= Exercise aim =
When you reach the records below, repeat each one exactly as written.

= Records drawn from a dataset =
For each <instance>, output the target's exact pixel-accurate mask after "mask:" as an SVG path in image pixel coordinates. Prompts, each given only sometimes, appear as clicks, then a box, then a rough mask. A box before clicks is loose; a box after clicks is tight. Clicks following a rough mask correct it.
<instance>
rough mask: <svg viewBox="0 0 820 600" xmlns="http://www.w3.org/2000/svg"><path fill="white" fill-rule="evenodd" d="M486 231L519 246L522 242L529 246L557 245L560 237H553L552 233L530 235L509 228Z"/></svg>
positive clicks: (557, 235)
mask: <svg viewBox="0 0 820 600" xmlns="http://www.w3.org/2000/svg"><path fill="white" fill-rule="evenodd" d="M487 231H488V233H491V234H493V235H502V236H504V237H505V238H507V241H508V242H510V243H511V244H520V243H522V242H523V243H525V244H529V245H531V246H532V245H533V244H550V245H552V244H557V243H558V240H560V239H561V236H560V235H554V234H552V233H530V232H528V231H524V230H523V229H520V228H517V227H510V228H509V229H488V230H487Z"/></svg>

= Final answer =
For each <instance>, output the target's exact pixel-accurate mask after "mask:" as an SVG path in image pixel coordinates. Prompts, each given only sometimes, appear as clicks, then a box, then a rough mask. A box before clicks is loose; a box after clicks is tight. Clicks following a rough mask correct it.
<instance>
rough mask: <svg viewBox="0 0 820 600" xmlns="http://www.w3.org/2000/svg"><path fill="white" fill-rule="evenodd" d="M486 231L519 246L522 242L529 246L557 245L560 237H553L552 233L530 235L509 228Z"/></svg>
positive clicks: (557, 235)
mask: <svg viewBox="0 0 820 600" xmlns="http://www.w3.org/2000/svg"><path fill="white" fill-rule="evenodd" d="M487 231H488V233H491V234H493V235H502V236H504V237H505V238H507V241H508V242H510V243H511V244H520V243H522V242H523V243H525V244H529V245H531V246H532V245H533V244H550V245H552V244H557V243H558V240H560V239H561V236H560V235H554V234H552V233H530V232H528V231H524V230H523V229H520V228H517V227H510V228H509V229H488V230H487Z"/></svg>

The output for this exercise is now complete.